YOUR GOAL> For each line in the data below, write an exact copy.

Records from a dataset
- - - - - - -

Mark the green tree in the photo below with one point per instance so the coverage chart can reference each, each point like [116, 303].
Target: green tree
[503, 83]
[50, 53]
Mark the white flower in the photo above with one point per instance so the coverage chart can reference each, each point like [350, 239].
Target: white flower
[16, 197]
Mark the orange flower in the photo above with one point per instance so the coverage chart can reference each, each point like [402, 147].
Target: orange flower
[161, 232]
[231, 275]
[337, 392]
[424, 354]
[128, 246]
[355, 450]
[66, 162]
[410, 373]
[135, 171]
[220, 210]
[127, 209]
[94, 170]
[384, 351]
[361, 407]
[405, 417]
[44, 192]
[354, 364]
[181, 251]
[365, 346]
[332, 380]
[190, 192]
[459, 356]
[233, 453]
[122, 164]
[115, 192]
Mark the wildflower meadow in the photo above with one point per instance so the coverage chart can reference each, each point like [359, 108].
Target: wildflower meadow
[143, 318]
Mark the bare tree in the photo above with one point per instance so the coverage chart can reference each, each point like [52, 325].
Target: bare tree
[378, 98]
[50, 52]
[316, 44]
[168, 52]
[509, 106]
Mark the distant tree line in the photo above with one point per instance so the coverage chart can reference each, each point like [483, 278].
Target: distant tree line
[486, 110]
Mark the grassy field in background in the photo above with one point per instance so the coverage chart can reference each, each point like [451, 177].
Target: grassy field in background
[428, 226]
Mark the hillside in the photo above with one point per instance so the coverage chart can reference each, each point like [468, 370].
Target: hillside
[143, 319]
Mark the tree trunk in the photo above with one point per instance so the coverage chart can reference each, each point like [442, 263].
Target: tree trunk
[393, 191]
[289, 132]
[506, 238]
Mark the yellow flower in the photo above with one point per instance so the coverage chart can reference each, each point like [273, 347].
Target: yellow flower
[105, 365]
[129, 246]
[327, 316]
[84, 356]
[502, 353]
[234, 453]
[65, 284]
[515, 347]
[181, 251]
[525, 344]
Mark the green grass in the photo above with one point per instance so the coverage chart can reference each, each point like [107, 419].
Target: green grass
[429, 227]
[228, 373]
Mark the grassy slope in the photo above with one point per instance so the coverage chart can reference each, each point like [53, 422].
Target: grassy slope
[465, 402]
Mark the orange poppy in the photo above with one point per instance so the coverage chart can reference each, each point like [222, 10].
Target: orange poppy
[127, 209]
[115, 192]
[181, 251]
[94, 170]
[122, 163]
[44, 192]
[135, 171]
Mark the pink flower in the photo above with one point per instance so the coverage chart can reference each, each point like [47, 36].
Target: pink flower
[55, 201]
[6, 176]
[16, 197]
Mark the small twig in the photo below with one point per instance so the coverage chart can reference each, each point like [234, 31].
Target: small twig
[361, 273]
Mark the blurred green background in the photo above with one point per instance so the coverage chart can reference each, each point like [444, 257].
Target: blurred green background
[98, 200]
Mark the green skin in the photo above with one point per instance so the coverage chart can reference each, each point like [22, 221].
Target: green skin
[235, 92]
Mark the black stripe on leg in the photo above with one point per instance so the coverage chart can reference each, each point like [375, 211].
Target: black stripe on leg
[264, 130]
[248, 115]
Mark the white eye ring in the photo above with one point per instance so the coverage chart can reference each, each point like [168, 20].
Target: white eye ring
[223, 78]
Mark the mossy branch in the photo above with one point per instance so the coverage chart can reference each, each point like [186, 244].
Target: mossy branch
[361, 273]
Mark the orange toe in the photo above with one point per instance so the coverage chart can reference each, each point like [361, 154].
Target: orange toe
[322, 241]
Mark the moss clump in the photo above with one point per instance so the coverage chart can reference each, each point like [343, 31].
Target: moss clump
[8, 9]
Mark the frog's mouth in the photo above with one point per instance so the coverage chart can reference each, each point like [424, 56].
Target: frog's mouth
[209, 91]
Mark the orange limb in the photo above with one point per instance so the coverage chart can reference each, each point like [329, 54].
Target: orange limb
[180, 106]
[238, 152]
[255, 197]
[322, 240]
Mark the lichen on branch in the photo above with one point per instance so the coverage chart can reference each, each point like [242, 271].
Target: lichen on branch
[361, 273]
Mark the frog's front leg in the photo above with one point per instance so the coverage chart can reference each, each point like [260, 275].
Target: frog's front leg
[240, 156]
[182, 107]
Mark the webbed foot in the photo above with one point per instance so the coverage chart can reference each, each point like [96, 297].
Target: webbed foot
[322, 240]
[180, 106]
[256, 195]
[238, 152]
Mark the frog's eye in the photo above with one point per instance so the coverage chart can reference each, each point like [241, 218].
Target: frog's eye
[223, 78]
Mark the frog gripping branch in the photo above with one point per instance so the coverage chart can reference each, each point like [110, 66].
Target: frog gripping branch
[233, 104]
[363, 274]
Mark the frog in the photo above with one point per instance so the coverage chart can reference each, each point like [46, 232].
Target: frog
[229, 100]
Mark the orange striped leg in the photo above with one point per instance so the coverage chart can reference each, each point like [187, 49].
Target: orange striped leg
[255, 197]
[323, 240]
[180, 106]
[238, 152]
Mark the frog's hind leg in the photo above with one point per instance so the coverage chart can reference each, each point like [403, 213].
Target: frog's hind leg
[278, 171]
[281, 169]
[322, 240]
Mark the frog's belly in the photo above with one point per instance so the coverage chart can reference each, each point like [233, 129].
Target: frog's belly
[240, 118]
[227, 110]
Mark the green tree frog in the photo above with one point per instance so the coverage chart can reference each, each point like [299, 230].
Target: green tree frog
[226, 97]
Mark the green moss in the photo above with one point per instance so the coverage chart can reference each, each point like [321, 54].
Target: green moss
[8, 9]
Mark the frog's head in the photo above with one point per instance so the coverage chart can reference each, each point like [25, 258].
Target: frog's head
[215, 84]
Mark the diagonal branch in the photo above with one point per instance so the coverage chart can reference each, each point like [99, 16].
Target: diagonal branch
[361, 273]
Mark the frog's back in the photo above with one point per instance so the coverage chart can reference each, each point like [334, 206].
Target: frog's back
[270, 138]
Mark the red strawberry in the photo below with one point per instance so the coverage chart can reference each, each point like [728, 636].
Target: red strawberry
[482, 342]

- - - - - - -

YOUR SOLUTION>
Mark the green tree in the photo below with one point per instance so the coverage chart can reference each, each point like [116, 303].
Target: green tree
[503, 83]
[50, 53]
Mark the white flower in the photo above with one point per instance so the coverage chart can reference each, each point like [350, 239].
Target: white flower
[16, 197]
Mark the orange flower in the photo above with one point per instance so the coverage chart can reference each, each point like [402, 147].
Target: orange flower
[161, 232]
[231, 275]
[337, 392]
[424, 354]
[128, 246]
[355, 450]
[66, 162]
[410, 373]
[135, 171]
[220, 210]
[127, 209]
[94, 170]
[384, 351]
[361, 407]
[405, 417]
[44, 192]
[354, 364]
[181, 251]
[365, 346]
[332, 380]
[190, 192]
[459, 356]
[233, 453]
[122, 164]
[115, 192]
Mark the wildflower meadow in the photo above with one point per instance so the coverage chart can reference each, each point like [359, 108].
Target: wildflower meadow
[143, 318]
Mark the bare tree in the photo above with one point per instance so the coverage chart can reference each, each point like [52, 325].
Target: bare tree
[378, 98]
[50, 52]
[316, 44]
[168, 52]
[509, 106]
Mark the distant tree line in the photo above with one point per instance so the coverage chart can reference each, each point like [483, 278].
Target: distant tree line
[486, 110]
Mark the grassy field in background in the photo above with one point per instance so the coverage chart can reference each, each point like [451, 177].
Target: grassy field in background
[428, 226]
Mark the hillside in the photo above with one point per instance so the coverage chart can reference each, each point like [468, 370].
Target: hillside
[143, 319]
Mark the tree trunk in the photo above with one point per instance so the coverage chart can reference each, each point like [442, 263].
Target: tree trunk
[393, 191]
[289, 132]
[506, 238]
Mark the yellow flower in the photo above with one point per instance so the coverage chart can reference each, each point like [273, 347].
Target: yellow flower
[105, 365]
[129, 246]
[327, 316]
[84, 356]
[502, 353]
[234, 453]
[65, 284]
[515, 347]
[181, 251]
[525, 344]
Mark the green grass in the photo above with one point per instance so the coverage chart can reference each, each point like [107, 419].
Target: green grass
[429, 227]
[228, 373]
Mark the grassy slope in the photo above with one point per instance so the coverage chart can reference each, each point like [53, 422].
Target: grassy slope
[465, 402]
Mark the orange poppy in the photo above with one point per instance so the coverage chart can reference each, each point like [222, 10].
Target: orange poppy
[127, 209]
[115, 192]
[181, 251]
[94, 170]
[122, 163]
[44, 192]
[135, 171]
Mark the pink flower in the photo above with one point per instance so the coverage chart can reference each, each point like [47, 36].
Target: pink flower
[55, 201]
[6, 176]
[16, 197]
Mark the small twig in the photo below with one point per instance so the coverage chart can reference each, each point like [234, 31].
Target: small twig
[361, 273]
Mark the blurred green background in the photo above with one point per instance so the coverage chart can reference each, each point like [444, 257].
Target: blurred green background
[98, 200]
Mark the green skin in the photo above with one point per instance so the coverage chart can reference each, each point like [22, 221].
Target: green skin
[235, 92]
Mark the black stripe on leg in the photo above with one point per instance so the coverage chart can reference each, each point like [375, 211].
Target: black stripe on leg
[264, 130]
[248, 115]
Mark the white eye ring in the photo above with one point per instance so the coverage chart can reference each, each point like [168, 20].
Target: white eye ring
[223, 78]
Mark the mossy branch in the photo above with one point per instance so the coverage chart can reference each, each point like [186, 244].
Target: mossy branch
[361, 273]
Mark the orange toe in the photo above with one point per instance so the coverage chart can reference each, each point like [361, 154].
Target: orange toe
[322, 241]
Mark the moss clump in the photo above with one point per instance so the coverage chart can reference each, each point like [343, 31].
Target: moss clump
[8, 9]
Mark the frog's mouth in the photo above with one point per instance so the coverage chart can reference each, each point like [424, 56].
Target: frog's mouth
[209, 91]
Mark the orange limb in the photo above with one point per instance so the coverage chart can reference each, each point like [329, 54].
Target: orange limb
[180, 106]
[238, 152]
[255, 197]
[322, 240]
Mark the lichen on branch in the photo above with one point per instance so the coverage chart can reference each, each point like [242, 271].
Target: lichen on branch
[361, 273]
Mark the frog's front leg in the photo above with one point per instance so the coverage chart can reference each, each point like [260, 275].
Target: frog's front leg
[240, 156]
[182, 107]
Mark the webbed foot in the photo above with one point per instance so the coverage chart can reference each, each point like [96, 297].
Target: webbed foot
[322, 240]
[180, 106]
[256, 195]
[238, 152]
Mark the frog's eye in the photo above with one point per instance so the coverage chart can reference each, each point like [241, 218].
Target: frog's eye
[223, 78]
Mark the frog gripping branch in the photo above with one point per instance so the coverage chart can reference each, each point like [110, 66].
Target: frog gripping branch
[233, 104]
[363, 274]
Mark the frog in the photo above with one point per instance so the coverage chart can reference each, each point like [46, 232].
Target: frog
[229, 100]
Mark the orange striped leg in the photo above with one point per instance so the coverage chart can reference each, each point like [187, 49].
Target: orange striped leg
[255, 197]
[323, 240]
[180, 106]
[238, 152]
Mark the frog's hind leg in the photo above with one point per instance so the coverage chart can reference each, each point like [403, 213].
Target: frog's hind leg
[278, 171]
[281, 169]
[322, 240]
Mark the frog's belly in the photo above with one point per instance so the coverage chart can reference each, each point like [233, 129].
Target: frog's belly
[240, 118]
[227, 110]
Mark the green tree frog in the photo above with one point per instance so the coverage chart can reference each, each point like [299, 230].
Target: green tree frog
[226, 97]
Mark the green moss in the photo above with one point per instance so the coverage chart can reference each, each point like [321, 54].
Target: green moss
[8, 9]
Mark the frog's head in the photo above with one point per instance so the coverage chart can reference each, each point like [25, 258].
Target: frog's head
[215, 84]
Mark the diagonal branch in the photo above with one point per instance so the coverage chart can reference each, each point like [99, 16].
Target: diagonal branch
[361, 273]
Mark the frog's back in the photo above with one point per instance so the coverage chart can reference each, each point like [334, 206].
Target: frog's back
[270, 138]
Mark the red strawberry in the photo below with one point per instance so the coverage chart can reference each, each point like [728, 636].
Target: red strawberry
[482, 342]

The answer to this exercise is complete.